[TASKS TO CARRY OUT]
(a) According to the post about fundraising for blood cancer, what will the writer do if donations reach 26.2% above the goal?
(b) Write the next part of the post about fundraising for blood cancer, picking up right after its final sentence.

[TEXT SEGMENT]
*** Block opens ***

But yet I am sooooo worried that I am not going to make it. Can I really raise $3,000 by October? I don't know, but I am going to work hard to do it. Some people make it sound so easy...but it seems really hard. I mean $3,000 is a lot of money...
I just keep reminding myself about why I am doing this...I have heard so many stories, some inspiring, some very sad about patients with blood cancer. Some people have survived and others have not. It is so sad...especially the children.
So I think of all the children that will suffer every day from some form of blood cancer, of every parent that will grieve the loss of their child...or celebrate their victory over the disease... I think of them and then I feel my motivation renewed and I am determined.
That is when the other fears come into play. The fears that I have not spent much time with because I have been so busy worrying about fundraising... Can I really run 13.1 miles?
You know, if you have visited my fundraising web site, you would know that I issued a challenge. If I can raise 26.2% above my goal (that's an additional $786), I will run the full marathon. Am I Nuts?!?

*** Block closes ***

Stored items from a collection:
*** Block opens ***

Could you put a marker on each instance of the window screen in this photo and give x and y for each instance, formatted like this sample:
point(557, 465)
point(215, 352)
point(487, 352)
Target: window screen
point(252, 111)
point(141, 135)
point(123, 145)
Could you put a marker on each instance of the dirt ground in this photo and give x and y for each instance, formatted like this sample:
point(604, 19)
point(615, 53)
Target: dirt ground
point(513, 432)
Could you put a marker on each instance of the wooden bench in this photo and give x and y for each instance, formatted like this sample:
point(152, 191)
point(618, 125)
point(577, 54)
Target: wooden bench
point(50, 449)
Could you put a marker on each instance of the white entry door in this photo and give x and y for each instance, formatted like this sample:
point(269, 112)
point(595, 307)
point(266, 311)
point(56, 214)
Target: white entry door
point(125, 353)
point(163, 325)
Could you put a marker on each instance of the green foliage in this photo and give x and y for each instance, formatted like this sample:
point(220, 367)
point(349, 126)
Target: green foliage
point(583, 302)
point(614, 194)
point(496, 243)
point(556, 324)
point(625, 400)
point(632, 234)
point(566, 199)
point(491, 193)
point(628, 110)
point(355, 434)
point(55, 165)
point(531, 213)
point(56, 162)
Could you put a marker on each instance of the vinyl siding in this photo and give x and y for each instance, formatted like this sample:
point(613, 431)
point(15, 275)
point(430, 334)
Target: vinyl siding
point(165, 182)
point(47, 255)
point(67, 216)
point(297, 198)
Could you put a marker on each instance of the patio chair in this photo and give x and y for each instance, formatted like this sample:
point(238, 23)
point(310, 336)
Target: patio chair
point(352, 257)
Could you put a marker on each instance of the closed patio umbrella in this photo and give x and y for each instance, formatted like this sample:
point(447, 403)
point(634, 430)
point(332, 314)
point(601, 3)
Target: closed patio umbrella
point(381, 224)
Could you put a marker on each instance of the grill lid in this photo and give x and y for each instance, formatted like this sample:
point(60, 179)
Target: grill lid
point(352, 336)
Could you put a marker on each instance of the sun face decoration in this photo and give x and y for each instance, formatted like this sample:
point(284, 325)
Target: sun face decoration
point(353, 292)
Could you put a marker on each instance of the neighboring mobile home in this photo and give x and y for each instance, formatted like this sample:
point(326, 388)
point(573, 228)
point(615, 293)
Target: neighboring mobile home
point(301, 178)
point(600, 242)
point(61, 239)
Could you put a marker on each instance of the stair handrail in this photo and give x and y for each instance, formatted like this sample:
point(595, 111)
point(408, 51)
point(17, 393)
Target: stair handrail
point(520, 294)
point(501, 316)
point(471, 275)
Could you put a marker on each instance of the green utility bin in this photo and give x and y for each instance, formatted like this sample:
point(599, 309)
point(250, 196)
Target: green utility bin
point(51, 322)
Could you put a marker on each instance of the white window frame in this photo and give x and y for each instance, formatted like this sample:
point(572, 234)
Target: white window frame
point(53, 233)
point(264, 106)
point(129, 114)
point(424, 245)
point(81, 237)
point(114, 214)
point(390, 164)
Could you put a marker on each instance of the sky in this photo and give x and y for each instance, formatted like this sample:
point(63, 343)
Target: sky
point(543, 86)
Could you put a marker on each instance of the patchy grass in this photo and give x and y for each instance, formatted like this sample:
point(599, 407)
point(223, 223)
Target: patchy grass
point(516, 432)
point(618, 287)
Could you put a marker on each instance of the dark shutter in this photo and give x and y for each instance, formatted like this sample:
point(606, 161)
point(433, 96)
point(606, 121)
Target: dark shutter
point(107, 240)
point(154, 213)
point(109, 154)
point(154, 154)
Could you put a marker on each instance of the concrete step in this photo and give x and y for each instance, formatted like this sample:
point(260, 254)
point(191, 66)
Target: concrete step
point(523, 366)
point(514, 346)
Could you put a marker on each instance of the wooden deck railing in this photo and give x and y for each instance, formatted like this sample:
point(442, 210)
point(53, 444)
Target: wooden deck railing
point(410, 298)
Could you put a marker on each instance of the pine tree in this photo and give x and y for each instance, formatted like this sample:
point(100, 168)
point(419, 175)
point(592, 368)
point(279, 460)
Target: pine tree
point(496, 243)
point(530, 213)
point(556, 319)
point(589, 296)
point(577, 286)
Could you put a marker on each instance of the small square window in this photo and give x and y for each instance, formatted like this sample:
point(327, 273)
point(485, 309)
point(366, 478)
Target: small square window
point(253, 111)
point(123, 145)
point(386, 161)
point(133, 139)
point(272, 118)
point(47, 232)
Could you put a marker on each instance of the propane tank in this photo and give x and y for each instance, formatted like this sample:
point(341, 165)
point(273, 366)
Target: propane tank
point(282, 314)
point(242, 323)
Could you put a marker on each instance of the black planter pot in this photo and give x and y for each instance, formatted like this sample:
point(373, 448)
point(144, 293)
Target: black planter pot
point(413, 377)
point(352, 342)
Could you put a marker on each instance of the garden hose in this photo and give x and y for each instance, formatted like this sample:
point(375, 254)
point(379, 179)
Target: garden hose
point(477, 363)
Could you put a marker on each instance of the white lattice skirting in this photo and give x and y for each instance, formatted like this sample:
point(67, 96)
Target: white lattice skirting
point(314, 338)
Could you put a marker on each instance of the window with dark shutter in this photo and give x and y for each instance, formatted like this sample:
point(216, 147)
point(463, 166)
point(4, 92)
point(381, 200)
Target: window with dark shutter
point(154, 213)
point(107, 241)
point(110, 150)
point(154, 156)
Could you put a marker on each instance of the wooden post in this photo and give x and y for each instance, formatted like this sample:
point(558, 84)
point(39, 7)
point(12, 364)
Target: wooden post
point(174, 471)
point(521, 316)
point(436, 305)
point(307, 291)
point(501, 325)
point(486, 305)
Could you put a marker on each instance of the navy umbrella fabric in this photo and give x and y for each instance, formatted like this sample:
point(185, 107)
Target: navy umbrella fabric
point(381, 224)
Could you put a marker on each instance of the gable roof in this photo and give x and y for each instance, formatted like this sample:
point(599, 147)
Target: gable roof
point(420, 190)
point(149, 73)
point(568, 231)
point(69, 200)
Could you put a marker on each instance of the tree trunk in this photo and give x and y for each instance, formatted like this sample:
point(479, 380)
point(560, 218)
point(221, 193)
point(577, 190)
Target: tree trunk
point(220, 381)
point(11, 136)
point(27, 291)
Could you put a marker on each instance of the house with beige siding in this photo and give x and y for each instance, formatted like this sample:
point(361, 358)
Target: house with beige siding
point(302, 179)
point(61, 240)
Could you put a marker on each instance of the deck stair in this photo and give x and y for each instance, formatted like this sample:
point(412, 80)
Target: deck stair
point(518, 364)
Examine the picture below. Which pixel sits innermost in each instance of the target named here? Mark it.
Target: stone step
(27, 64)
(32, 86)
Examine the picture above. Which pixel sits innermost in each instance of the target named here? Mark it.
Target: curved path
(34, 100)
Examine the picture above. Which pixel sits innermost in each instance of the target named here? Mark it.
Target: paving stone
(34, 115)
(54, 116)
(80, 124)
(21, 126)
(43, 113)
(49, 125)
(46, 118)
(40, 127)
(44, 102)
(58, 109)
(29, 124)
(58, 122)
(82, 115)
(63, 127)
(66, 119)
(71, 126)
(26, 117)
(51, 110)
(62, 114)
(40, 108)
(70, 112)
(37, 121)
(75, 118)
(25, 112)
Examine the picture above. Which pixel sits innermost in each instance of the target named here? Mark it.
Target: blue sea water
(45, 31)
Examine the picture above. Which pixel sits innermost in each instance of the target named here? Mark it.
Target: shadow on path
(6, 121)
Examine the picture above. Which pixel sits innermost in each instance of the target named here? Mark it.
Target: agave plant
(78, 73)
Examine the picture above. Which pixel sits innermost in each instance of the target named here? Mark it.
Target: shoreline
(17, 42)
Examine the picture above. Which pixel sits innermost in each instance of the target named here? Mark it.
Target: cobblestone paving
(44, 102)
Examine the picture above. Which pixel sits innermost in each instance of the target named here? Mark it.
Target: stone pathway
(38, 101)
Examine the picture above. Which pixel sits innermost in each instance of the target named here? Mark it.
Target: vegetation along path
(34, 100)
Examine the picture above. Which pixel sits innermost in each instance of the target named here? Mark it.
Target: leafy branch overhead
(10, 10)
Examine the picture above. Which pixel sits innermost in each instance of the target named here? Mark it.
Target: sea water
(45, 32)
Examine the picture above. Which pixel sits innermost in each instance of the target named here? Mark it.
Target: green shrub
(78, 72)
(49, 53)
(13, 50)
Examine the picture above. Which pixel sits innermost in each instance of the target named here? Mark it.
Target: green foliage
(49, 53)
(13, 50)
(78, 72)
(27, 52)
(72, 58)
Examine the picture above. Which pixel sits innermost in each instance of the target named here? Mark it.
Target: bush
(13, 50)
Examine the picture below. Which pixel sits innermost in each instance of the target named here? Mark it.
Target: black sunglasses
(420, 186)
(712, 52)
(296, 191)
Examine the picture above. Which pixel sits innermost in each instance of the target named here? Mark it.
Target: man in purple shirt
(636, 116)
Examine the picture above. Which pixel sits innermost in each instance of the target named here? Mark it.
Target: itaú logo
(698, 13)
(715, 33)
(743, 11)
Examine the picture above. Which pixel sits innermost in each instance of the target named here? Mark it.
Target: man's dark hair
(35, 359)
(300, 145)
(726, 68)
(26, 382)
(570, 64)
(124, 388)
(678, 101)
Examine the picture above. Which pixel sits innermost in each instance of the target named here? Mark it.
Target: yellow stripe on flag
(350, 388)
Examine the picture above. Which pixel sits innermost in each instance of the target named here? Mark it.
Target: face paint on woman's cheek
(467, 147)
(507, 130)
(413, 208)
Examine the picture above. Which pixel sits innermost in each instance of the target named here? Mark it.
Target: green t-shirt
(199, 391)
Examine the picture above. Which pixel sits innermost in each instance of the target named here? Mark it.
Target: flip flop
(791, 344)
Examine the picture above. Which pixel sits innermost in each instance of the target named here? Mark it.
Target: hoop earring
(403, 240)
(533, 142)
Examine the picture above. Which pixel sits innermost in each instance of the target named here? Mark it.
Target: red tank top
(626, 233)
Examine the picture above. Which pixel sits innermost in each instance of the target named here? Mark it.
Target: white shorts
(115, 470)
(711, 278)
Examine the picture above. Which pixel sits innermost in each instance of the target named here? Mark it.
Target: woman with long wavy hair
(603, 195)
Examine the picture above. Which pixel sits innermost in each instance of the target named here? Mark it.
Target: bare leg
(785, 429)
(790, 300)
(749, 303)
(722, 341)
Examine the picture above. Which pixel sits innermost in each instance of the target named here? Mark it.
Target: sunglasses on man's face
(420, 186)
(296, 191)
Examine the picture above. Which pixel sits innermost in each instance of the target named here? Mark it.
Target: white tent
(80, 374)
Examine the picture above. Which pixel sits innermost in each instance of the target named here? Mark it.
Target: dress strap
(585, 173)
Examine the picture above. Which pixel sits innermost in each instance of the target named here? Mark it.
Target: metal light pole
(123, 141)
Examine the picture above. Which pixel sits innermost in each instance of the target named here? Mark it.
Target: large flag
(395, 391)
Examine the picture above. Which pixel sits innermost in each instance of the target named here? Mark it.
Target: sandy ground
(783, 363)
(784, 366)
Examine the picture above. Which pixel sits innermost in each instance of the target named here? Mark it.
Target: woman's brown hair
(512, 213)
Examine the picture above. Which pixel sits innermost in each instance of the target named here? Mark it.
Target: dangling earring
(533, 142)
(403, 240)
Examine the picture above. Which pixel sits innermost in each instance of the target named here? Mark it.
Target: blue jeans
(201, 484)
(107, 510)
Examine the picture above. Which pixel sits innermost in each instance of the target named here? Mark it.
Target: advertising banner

*** Block closes ***

[ANSWERS]
(a) Run the full marathon.

(b)
I struggle with running 4 miles...is it possible to run 13...or *gulp* 26?
Well, I know that there are a lot of people cheering me on. I know that once I send my letters and emails, people will start donating...and as I raise more money, my determination will increase too because I know that those people are in my corner, cheering me on...
So, good night for now. I will hopefully have all my letters and emails sent by this weekend...and if I am really lucky, maybe I will get another donation this weekend too!
P.S. My first official training with Team in Training is tomorrow...wish me luck!!